── Estratto della pagina ──

Si dice che la politica sia l’arte della mediazione e questo porta inevitabilmente a fare dei compromessi. Ogni decisione in Parlamento richiede una maggioranza e trovare un punto di convergenza non è mai facile, occorre sempre rinunciare a qualche aspetto del proprio punto di vista per raggiungere il consenso necessario a far approvare un determinato provvedimento.
Sembra tutto facile e scontato, ma non lo è e il regista di questa complessa operazione che si richiede ad ogni voto in ogni provvedimento è il ministro per i Rapporti con il Parlamento. Uno strano personaggio che la gente in genere non sa neppure chi sia, ma che è il grande tessitore, garante del consenso del Parlamento alle decisioni del Governo. In questo momento è il ministro D’Incà, del Movimento 5 Stelle. Discreto e prudente, costantemente in filo diretto con i capigruppo e con i vari ministri, il suo obiettivo è cercare di sapere ciò che accadrà prima che accada e se possibile, quando si tratta di eventi negativi, per evitare che accadano! È lui che pone la fiducia quando il governo teme di andare sotto; ed è sempre lui che scommette di avere la maggioranza e reputa inutile mettere la fiducia, perché sa di poter contare sul consenso della sua maggioranza.
Federico D’Incà era ministro ai tempi del Conte 2, il famoso governo giallo-rosso, e ne ha vissuto la crisi; ma è stato confermato da Draghi nel suo ruolo e da allora con una maggioranza che va da Leu all’Udc, i due partiti più piccoli, includendo tutti gli altri, meno Fratelli d’Italia e i fuoriusciti del M5s, non ha avuto molto bisogno di venire a chiedere la fiducia in Parlamento. Il solo chiederla sarebbe già stata una sconfitta.

───

[Esercizi]
a - Rispondi alle domande sul testo sul ministro per i Rapporti con il Parlamento.
(i) Che cosa richiede ogni decisione in Parlamento?
(ii) A quale partito appartiene il ministro D'Incà?
(iii) Quali sono i due partiti più piccoli della maggioranza citati nel testo?
b - Per favore spiega, in base al testo sul ministro per i Rapporti con il Parlamento, perché il ministro a volte ritiene inutile porre la fiducia.

── Righe di dati ──

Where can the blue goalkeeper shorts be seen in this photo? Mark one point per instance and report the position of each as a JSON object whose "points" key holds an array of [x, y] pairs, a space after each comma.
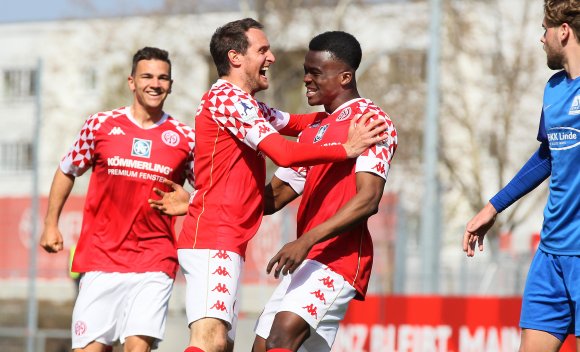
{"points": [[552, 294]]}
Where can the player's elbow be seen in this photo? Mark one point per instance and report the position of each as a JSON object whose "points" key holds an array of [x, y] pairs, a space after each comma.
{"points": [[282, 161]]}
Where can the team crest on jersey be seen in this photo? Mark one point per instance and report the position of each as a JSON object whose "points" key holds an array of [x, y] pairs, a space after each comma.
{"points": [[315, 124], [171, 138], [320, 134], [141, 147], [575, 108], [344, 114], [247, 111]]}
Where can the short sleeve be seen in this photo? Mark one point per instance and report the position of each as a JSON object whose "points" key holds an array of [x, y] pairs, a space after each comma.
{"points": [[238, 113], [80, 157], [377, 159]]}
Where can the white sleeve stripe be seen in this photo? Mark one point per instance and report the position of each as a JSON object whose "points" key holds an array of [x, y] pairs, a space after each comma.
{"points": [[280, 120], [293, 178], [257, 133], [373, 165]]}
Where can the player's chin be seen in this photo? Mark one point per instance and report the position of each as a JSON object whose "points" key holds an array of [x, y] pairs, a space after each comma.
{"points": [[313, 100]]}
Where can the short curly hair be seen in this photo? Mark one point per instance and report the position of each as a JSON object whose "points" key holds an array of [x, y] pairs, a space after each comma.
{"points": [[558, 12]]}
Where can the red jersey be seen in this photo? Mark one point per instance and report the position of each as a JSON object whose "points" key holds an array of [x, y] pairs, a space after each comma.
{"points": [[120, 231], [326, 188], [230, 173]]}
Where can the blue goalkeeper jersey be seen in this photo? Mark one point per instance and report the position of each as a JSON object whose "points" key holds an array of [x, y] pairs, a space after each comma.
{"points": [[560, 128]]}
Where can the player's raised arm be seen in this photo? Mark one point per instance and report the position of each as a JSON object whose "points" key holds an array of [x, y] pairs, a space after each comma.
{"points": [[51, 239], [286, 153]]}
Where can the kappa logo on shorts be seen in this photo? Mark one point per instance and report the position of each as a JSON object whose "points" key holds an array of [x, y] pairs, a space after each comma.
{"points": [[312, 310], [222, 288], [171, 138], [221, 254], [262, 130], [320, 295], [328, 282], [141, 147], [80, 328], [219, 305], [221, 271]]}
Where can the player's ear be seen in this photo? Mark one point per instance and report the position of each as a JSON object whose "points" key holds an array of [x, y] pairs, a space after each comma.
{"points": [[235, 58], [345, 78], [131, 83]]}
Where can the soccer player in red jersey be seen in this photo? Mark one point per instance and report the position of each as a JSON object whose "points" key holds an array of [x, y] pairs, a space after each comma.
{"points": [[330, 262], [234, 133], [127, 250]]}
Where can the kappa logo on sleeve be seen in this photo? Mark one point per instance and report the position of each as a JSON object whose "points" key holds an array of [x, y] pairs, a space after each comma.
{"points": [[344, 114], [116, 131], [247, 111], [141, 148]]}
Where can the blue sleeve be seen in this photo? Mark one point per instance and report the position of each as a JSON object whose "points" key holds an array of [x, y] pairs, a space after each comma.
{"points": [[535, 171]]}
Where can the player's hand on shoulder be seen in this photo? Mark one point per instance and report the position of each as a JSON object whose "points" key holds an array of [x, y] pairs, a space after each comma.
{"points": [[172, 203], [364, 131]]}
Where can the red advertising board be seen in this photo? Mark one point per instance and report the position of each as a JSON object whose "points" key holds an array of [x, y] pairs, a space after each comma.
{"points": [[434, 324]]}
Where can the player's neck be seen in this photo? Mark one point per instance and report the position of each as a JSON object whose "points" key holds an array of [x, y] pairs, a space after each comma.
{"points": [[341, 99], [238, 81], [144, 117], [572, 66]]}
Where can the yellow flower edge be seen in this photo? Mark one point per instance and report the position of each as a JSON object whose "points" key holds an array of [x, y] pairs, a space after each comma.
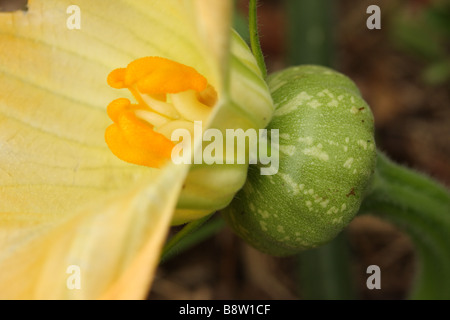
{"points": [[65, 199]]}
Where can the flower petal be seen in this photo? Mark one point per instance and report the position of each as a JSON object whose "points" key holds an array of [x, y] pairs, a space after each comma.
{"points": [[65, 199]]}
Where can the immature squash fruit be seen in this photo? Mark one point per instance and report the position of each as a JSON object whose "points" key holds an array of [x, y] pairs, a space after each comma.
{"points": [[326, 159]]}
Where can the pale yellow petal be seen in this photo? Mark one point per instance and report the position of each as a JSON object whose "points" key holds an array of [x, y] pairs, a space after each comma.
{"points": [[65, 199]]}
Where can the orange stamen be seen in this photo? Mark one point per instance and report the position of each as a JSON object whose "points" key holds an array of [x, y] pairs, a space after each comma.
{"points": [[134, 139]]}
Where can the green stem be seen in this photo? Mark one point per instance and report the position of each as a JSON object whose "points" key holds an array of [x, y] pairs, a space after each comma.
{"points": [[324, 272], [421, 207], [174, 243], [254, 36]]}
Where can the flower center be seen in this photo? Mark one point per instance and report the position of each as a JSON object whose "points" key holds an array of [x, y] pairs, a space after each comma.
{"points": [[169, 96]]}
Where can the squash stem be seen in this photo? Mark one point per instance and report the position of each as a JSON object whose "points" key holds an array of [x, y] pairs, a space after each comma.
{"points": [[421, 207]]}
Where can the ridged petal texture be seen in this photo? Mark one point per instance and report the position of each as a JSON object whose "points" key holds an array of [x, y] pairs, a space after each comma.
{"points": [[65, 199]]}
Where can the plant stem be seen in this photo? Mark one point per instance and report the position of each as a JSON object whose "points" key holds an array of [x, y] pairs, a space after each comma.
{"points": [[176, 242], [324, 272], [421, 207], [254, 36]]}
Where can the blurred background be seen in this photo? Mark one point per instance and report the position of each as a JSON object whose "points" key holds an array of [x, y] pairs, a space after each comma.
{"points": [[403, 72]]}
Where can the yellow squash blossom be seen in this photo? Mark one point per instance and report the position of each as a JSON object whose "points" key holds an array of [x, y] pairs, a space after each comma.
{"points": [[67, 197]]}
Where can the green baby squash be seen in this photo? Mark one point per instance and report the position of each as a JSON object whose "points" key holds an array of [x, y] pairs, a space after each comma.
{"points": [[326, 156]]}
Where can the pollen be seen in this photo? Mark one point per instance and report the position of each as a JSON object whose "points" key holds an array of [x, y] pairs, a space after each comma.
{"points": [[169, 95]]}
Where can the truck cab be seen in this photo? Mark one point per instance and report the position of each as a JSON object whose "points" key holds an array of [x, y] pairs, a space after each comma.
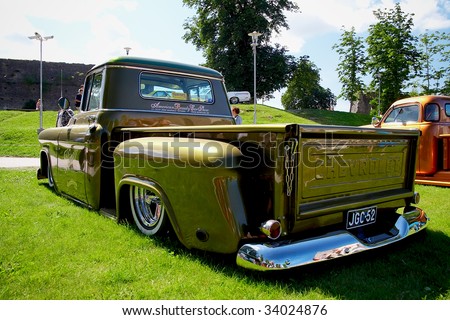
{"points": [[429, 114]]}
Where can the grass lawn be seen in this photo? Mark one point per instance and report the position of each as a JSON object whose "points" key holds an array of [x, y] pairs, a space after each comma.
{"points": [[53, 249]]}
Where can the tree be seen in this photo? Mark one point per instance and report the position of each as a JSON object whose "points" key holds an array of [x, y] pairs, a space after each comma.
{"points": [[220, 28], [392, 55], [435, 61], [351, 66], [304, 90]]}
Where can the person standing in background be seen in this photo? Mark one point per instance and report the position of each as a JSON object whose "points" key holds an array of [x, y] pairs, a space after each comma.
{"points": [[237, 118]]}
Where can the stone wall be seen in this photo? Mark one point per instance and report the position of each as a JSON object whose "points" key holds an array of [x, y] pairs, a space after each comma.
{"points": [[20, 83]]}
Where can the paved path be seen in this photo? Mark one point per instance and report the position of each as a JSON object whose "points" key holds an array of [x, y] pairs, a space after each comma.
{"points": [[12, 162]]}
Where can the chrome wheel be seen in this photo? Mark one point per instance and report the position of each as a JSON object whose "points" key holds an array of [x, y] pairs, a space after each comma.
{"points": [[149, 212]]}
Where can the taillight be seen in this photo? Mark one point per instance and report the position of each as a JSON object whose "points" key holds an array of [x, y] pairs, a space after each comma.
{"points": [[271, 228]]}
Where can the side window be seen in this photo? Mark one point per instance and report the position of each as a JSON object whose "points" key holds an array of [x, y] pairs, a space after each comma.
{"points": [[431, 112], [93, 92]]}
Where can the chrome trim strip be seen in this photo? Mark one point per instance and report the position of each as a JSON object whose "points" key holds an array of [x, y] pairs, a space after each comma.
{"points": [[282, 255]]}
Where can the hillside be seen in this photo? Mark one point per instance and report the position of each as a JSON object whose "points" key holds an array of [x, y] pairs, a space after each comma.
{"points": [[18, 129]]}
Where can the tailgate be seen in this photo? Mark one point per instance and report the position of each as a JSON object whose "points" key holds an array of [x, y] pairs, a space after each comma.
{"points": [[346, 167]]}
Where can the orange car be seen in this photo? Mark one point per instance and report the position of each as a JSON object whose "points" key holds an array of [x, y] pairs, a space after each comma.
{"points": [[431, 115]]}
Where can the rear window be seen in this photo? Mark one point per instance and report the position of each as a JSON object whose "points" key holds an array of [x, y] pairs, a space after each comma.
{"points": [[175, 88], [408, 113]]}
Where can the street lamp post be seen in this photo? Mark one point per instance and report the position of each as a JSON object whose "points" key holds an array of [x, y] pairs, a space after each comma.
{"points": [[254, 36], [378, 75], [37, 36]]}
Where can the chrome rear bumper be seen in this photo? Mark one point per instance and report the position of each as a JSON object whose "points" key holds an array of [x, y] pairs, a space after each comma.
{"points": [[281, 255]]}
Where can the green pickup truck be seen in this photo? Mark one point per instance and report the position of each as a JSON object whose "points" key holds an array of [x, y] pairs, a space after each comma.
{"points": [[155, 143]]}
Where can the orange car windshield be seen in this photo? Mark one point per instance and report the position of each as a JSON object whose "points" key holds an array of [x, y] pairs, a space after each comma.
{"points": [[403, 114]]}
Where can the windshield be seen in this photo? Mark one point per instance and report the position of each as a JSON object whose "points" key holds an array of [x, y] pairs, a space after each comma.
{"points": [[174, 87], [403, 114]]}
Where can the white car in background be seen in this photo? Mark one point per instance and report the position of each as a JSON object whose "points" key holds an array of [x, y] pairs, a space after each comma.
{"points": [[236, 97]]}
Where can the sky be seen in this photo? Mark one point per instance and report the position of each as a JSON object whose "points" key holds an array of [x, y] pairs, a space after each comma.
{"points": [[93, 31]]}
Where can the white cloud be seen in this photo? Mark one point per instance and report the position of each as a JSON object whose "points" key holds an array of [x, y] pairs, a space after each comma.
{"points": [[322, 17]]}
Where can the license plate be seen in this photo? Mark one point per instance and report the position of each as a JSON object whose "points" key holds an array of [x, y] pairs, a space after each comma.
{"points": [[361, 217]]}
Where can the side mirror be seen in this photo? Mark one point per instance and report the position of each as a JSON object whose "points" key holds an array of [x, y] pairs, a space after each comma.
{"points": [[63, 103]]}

───

[Soluzioni svolte]
a -
(i) Una maggioranza.
(ii) Al Movimento 5 Stelle.
(iii) Leu e Udc.

b - Il ministro ritiene inutile porre la fiducia perché sa di poter contare sul consenso della sua maggioranza. In quel caso scommette di avere i voti. Pone invece la fiducia quando il governo teme di andare sotto.